*What to produce*.
Locate each line of the listing below that contains the string "surface", with case counting, and copy those lines out.

*Listed records*.
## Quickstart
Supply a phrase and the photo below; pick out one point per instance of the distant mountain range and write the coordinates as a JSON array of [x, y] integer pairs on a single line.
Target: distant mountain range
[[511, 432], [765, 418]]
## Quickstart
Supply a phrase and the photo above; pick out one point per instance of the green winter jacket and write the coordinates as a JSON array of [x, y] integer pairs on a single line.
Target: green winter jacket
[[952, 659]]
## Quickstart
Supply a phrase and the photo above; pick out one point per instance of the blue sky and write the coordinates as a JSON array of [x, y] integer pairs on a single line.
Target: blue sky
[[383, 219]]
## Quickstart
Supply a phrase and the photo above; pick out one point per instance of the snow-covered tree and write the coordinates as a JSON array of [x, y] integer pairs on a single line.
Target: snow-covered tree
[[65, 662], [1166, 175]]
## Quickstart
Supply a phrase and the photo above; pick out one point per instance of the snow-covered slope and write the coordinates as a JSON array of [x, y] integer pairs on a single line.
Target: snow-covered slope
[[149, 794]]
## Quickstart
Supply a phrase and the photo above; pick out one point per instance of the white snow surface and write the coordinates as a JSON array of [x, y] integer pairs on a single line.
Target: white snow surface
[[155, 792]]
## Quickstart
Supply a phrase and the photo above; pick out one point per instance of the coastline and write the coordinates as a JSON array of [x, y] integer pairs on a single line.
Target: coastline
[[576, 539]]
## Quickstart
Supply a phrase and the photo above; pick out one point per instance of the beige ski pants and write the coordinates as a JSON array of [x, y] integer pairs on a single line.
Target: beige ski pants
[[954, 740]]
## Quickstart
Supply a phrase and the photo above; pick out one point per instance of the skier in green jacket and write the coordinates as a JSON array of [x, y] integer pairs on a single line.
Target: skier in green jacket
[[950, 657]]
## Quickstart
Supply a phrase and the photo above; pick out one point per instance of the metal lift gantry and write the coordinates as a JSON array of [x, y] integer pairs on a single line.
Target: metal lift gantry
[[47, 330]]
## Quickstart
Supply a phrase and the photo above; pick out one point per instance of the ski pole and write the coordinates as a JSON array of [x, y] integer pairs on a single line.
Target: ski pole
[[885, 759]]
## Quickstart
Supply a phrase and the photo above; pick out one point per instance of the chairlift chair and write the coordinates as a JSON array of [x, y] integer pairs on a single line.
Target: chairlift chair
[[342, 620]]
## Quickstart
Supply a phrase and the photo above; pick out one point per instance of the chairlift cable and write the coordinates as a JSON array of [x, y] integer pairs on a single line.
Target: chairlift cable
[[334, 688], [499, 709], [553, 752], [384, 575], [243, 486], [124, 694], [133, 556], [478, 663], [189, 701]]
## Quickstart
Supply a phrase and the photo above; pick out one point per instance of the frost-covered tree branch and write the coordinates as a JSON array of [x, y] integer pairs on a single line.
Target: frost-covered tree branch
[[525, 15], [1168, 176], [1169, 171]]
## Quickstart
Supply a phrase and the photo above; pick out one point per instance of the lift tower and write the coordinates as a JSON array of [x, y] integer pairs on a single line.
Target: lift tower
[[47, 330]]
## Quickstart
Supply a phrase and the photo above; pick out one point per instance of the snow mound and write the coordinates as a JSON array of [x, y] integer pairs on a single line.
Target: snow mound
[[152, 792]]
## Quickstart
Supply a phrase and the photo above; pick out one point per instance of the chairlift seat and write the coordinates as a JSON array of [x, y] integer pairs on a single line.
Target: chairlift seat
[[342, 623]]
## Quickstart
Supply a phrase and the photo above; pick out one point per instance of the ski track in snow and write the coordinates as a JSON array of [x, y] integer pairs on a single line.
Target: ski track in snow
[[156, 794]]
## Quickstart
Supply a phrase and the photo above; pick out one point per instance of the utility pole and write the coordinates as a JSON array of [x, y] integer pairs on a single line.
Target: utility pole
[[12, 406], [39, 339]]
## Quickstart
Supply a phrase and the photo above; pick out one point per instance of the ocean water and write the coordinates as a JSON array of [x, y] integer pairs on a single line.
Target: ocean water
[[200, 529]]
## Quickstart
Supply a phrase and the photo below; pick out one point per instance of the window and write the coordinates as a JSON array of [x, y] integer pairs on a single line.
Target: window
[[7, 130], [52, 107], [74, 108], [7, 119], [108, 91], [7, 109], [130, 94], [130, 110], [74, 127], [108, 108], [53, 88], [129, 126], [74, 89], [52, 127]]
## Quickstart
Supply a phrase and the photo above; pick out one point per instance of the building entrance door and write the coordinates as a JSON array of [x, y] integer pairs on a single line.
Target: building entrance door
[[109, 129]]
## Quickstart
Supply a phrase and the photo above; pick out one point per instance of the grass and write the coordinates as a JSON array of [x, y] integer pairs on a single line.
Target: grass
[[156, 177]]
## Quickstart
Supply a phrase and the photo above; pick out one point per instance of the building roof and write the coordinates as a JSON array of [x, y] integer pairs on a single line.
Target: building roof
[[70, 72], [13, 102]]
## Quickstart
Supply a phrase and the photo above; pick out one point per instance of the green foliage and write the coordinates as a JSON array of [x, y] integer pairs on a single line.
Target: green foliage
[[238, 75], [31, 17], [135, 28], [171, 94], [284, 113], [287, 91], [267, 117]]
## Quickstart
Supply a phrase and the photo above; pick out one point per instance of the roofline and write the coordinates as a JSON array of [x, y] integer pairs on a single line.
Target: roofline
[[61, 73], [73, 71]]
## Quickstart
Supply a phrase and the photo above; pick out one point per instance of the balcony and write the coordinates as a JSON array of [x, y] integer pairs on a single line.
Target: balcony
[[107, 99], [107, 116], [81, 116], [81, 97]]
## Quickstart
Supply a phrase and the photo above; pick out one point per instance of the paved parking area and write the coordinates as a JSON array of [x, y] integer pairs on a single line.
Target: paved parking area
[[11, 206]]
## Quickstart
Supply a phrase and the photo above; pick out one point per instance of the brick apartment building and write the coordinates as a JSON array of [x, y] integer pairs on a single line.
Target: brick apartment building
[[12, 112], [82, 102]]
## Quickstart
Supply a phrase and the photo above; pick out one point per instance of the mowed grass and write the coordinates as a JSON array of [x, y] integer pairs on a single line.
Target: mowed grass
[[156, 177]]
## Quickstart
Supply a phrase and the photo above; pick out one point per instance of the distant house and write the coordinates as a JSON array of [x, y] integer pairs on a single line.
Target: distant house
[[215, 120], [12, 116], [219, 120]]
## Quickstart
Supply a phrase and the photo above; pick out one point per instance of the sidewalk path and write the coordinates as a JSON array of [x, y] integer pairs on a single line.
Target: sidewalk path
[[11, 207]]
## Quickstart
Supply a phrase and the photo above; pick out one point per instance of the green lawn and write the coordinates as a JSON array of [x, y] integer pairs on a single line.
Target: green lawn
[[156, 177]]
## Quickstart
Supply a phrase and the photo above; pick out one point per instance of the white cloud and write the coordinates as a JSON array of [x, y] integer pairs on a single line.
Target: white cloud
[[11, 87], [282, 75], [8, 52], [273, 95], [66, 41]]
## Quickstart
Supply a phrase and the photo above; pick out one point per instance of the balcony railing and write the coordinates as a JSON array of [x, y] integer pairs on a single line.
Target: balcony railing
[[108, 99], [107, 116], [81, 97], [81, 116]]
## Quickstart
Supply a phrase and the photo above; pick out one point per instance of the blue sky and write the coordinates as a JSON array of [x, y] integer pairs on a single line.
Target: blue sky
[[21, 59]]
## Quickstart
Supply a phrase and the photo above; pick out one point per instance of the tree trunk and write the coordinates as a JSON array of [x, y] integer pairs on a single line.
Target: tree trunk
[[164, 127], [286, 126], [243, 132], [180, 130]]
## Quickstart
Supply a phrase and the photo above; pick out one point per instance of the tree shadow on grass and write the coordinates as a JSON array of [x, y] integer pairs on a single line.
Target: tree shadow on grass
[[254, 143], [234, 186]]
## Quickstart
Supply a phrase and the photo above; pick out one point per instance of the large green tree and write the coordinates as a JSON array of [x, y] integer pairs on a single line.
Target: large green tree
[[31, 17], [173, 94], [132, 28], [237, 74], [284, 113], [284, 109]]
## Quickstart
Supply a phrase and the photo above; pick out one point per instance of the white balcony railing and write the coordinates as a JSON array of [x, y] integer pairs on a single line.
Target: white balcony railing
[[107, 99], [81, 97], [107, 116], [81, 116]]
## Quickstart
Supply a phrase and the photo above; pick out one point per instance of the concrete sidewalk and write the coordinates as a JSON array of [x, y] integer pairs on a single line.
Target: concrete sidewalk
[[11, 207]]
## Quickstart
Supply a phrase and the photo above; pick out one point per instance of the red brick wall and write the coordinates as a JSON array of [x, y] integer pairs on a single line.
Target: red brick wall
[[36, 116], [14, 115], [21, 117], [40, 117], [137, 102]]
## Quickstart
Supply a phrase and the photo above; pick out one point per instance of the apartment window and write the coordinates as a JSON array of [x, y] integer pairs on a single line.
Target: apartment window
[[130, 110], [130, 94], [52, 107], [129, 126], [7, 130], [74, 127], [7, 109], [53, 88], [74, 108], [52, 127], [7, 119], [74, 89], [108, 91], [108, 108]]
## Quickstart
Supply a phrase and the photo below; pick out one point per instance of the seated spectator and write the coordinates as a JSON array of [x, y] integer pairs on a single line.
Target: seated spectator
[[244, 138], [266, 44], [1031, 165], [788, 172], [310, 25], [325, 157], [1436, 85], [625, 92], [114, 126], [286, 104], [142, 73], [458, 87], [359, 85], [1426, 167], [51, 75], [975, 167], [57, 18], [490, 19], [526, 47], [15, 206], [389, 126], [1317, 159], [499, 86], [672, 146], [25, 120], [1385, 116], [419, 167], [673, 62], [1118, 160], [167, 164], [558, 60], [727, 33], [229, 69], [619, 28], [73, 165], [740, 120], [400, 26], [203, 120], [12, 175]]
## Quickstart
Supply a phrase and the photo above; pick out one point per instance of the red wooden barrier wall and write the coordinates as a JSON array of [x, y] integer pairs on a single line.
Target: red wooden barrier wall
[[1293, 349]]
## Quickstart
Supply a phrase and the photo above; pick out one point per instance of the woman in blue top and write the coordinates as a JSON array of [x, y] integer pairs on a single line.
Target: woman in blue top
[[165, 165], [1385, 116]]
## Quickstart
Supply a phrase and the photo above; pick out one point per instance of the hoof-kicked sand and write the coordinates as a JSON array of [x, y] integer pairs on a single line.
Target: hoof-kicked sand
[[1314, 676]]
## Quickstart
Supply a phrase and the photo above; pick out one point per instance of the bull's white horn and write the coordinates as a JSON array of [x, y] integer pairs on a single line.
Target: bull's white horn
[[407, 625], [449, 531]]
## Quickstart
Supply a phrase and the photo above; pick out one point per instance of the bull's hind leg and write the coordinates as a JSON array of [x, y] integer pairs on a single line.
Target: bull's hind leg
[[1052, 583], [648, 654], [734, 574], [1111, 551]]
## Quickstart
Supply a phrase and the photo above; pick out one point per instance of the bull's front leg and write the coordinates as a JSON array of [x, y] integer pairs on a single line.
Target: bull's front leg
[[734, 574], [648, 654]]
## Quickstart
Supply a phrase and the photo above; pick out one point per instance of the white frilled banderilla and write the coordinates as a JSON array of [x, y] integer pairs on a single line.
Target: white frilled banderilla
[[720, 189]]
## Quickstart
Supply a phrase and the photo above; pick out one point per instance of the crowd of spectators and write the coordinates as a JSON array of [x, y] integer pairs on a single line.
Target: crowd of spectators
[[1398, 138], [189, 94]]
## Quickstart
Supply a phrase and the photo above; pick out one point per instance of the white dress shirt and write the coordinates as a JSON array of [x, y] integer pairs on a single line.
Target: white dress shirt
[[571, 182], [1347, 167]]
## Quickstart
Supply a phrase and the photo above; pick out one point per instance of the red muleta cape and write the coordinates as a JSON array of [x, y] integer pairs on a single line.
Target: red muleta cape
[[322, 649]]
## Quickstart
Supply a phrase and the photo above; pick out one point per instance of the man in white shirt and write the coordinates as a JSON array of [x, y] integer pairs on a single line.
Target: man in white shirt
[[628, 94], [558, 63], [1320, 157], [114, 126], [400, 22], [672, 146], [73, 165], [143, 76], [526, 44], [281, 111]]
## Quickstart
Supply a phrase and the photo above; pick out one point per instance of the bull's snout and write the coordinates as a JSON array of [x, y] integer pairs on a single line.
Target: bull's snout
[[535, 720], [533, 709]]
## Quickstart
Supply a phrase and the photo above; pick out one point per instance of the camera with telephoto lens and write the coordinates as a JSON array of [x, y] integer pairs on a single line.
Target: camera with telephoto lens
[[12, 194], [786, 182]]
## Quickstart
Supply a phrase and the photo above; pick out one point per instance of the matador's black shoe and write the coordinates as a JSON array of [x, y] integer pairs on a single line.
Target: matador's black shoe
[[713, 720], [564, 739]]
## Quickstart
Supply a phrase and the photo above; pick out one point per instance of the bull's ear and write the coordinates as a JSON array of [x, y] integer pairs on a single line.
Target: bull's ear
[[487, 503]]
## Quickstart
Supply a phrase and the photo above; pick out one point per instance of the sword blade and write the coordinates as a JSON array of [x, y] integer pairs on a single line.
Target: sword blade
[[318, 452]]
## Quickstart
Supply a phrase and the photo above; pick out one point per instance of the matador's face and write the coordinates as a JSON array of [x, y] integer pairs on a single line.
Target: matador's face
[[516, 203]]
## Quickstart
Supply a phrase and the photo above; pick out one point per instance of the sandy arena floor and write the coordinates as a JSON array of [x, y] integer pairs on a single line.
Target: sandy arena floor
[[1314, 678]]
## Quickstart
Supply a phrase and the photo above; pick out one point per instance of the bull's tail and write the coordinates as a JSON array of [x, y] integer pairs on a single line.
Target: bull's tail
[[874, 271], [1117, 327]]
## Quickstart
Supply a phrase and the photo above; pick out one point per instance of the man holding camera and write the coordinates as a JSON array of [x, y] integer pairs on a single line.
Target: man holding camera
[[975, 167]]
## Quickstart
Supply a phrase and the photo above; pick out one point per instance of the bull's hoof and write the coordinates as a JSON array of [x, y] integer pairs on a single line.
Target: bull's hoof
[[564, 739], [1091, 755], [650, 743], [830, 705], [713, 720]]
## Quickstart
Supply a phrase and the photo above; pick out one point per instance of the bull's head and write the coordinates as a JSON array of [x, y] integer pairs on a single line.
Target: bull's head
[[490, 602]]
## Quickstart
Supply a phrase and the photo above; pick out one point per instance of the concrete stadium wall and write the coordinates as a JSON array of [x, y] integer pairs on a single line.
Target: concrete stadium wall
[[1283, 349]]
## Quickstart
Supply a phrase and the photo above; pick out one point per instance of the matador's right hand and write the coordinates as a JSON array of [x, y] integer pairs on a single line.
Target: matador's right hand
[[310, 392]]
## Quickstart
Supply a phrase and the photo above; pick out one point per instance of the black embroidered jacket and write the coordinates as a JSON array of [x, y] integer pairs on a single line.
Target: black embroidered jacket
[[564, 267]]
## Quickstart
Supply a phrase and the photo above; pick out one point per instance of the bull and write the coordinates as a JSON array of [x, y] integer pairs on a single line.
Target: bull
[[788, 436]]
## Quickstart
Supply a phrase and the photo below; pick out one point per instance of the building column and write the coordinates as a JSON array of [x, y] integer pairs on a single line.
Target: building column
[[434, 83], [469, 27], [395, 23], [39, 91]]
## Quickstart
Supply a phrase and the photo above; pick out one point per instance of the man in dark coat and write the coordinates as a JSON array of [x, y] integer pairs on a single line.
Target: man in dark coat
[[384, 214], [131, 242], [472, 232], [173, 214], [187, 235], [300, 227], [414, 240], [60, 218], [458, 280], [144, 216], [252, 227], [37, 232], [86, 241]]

*Complete answer*.
Supply a phrase and the photo above; pick out one point per instance of the white snow surface and write the coordinates as a JSON array of [x, y] integer pairs on a single line.
Target: white snow surface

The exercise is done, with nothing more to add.